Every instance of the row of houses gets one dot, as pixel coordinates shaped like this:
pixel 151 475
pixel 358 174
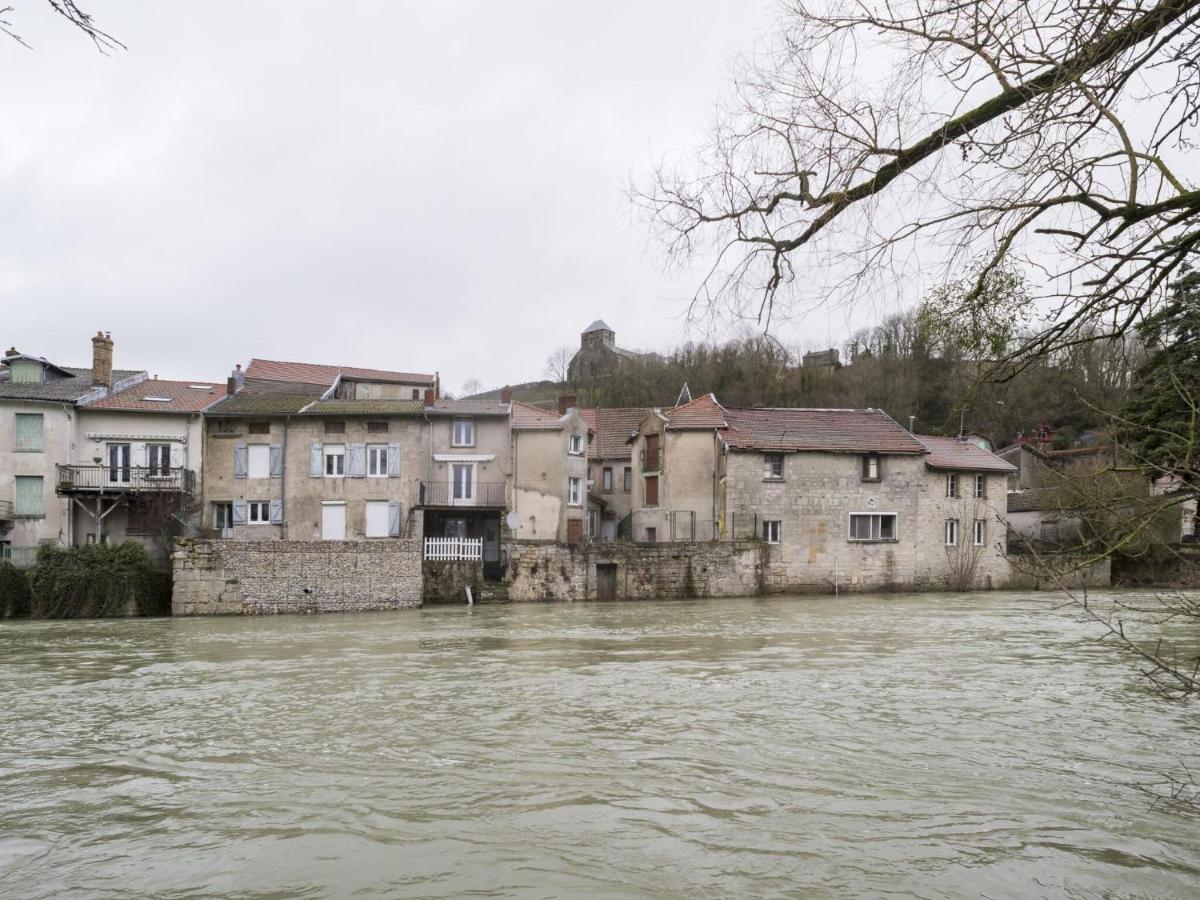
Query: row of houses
pixel 310 453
**********
ABOUT THIS EXERCISE: Repeat the data in full, exactly as it stands, but drop every picture.

WRITTEN ANSWER:
Every instance of the row of houses gets one dot, as pixel coordinates shaped like this:
pixel 151 475
pixel 358 174
Query: row of houses
pixel 310 453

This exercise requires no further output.